▶ ASSIGNMENT
Please report how many lines below contain "branch", writing nothing except the number.

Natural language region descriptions
****************************************

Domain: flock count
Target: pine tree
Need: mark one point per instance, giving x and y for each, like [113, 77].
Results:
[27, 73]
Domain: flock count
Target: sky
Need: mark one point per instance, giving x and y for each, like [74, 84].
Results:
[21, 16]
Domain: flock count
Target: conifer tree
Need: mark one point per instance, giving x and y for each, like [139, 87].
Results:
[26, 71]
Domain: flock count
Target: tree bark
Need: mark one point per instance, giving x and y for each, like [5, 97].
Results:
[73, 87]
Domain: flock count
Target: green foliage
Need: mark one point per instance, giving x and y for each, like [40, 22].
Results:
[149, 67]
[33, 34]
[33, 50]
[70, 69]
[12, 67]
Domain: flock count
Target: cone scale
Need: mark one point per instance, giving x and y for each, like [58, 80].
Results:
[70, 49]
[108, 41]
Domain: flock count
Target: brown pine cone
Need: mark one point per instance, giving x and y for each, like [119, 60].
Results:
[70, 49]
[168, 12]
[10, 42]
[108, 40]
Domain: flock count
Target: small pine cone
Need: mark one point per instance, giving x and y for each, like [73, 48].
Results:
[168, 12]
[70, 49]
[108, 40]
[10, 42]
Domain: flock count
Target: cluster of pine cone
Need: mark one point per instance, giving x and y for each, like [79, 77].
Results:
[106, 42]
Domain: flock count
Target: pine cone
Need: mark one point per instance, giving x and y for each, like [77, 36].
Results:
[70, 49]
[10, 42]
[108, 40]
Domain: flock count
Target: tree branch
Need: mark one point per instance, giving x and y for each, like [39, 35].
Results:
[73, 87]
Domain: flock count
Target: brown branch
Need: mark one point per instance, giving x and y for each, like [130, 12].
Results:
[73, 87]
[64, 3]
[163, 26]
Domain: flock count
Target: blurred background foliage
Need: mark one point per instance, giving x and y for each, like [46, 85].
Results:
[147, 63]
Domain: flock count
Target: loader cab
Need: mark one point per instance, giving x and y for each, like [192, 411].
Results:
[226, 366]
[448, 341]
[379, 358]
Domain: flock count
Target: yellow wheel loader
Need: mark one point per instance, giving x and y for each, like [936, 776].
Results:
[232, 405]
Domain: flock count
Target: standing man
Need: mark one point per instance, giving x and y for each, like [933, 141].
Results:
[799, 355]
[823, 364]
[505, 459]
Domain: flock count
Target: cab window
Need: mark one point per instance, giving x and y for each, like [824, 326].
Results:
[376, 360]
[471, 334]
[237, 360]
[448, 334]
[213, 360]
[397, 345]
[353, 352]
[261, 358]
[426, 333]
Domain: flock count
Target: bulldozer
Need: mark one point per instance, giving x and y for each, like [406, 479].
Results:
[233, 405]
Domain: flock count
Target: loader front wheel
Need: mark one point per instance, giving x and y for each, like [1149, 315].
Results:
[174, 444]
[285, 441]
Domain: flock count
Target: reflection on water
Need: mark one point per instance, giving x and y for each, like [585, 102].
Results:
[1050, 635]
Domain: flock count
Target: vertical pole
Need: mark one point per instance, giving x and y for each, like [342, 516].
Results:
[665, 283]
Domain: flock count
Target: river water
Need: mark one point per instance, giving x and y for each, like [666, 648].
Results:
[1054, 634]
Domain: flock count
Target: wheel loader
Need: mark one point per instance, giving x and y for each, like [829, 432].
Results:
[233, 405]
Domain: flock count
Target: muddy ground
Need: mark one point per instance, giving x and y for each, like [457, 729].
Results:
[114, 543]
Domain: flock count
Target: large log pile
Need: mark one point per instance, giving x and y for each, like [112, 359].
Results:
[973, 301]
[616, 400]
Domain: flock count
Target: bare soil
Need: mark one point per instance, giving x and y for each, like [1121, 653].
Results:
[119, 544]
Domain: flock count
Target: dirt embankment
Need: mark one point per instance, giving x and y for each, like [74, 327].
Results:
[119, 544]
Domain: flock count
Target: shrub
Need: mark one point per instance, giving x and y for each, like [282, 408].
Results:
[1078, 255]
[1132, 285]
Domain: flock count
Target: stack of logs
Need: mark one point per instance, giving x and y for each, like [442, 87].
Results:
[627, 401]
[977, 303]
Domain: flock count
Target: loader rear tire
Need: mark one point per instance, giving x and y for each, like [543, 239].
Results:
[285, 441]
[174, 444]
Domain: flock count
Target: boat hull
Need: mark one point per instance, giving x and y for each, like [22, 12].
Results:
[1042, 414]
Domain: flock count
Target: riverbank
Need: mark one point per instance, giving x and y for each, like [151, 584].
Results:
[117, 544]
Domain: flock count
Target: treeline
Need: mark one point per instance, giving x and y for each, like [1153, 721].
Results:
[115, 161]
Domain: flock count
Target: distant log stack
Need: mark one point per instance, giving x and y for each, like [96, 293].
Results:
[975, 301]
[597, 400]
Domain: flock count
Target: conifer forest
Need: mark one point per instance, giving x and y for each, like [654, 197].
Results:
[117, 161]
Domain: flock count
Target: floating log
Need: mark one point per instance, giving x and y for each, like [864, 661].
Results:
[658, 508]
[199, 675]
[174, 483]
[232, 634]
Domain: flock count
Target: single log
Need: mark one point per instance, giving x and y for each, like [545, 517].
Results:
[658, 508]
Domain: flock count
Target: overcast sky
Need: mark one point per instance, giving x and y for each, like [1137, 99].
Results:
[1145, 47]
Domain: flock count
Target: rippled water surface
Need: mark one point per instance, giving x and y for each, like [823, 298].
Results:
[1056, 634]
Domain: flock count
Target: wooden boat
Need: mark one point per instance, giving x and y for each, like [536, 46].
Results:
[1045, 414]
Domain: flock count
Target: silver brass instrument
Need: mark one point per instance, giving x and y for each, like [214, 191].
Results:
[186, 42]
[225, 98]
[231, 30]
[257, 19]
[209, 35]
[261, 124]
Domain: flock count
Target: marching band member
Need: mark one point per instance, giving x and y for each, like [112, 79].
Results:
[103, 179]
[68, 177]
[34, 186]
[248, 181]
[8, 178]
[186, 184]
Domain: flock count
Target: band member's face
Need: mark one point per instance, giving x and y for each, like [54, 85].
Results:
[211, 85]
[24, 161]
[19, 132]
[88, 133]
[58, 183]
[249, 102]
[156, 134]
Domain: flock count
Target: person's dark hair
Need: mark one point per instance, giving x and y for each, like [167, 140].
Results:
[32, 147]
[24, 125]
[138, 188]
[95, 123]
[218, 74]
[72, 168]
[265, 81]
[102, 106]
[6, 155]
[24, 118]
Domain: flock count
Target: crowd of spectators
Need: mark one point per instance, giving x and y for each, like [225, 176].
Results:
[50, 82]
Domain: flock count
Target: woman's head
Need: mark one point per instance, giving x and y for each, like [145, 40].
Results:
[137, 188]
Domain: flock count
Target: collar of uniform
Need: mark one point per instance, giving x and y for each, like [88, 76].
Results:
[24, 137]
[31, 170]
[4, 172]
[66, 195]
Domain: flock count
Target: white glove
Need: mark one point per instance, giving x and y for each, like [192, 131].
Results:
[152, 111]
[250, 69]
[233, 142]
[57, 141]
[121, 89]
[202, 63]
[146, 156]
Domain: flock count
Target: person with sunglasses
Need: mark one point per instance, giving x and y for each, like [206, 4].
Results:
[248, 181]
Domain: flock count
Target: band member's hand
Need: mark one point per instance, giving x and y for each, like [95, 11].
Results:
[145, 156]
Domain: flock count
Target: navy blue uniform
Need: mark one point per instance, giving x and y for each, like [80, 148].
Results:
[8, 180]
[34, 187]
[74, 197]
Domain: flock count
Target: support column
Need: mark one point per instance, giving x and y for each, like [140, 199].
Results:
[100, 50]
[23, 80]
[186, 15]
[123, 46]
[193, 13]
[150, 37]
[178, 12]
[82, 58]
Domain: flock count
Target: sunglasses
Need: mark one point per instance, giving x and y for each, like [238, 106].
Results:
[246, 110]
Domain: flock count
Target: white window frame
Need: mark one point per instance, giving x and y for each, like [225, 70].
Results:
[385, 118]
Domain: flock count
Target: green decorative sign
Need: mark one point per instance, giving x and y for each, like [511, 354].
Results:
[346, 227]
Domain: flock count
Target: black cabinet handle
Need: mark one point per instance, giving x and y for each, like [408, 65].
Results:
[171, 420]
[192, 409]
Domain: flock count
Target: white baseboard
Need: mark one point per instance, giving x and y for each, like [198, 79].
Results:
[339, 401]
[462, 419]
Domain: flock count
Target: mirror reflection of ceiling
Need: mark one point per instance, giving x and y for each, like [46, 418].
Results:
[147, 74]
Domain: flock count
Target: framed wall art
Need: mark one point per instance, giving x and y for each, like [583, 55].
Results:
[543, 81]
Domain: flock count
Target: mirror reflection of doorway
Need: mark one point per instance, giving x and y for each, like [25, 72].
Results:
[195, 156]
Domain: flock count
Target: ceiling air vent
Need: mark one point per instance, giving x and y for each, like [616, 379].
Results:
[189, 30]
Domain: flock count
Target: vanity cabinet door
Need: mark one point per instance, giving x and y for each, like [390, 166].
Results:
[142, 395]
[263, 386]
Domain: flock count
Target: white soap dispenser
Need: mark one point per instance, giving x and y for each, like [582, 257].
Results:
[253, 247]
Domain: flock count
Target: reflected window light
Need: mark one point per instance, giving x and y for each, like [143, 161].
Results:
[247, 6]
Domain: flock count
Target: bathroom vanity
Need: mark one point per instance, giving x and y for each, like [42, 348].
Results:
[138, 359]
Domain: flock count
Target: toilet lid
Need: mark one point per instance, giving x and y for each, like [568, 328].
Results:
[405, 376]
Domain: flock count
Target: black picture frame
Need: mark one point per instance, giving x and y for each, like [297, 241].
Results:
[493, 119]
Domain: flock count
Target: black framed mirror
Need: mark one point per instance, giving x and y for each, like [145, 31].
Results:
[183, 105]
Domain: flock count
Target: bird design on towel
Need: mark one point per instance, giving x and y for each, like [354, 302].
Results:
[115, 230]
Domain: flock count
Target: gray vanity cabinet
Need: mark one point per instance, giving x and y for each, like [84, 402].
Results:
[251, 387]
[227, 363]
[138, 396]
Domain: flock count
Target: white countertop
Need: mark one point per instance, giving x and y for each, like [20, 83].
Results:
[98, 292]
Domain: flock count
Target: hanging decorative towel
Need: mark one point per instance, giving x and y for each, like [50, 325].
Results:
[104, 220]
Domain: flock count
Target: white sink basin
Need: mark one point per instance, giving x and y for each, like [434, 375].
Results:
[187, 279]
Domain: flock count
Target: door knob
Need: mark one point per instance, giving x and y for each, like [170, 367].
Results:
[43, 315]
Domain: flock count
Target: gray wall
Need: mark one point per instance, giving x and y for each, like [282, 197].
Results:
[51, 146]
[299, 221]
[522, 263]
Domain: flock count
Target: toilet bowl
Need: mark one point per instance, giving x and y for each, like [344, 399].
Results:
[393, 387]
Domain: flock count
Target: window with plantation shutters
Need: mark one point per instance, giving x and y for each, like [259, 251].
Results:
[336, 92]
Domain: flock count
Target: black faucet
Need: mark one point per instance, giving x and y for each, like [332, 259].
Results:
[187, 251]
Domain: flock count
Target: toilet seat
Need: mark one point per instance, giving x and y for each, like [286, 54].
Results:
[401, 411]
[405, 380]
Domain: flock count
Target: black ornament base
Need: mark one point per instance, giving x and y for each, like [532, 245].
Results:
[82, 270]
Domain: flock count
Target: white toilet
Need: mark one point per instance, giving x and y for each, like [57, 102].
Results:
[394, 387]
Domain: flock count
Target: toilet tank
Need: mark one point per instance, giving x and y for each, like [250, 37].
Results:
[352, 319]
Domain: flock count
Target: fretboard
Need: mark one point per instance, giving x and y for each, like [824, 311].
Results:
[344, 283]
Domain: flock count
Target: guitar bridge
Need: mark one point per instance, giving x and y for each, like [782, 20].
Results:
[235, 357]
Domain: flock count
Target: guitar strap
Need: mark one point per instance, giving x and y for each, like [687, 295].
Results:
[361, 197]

****************************************

▶ SOLUTION
2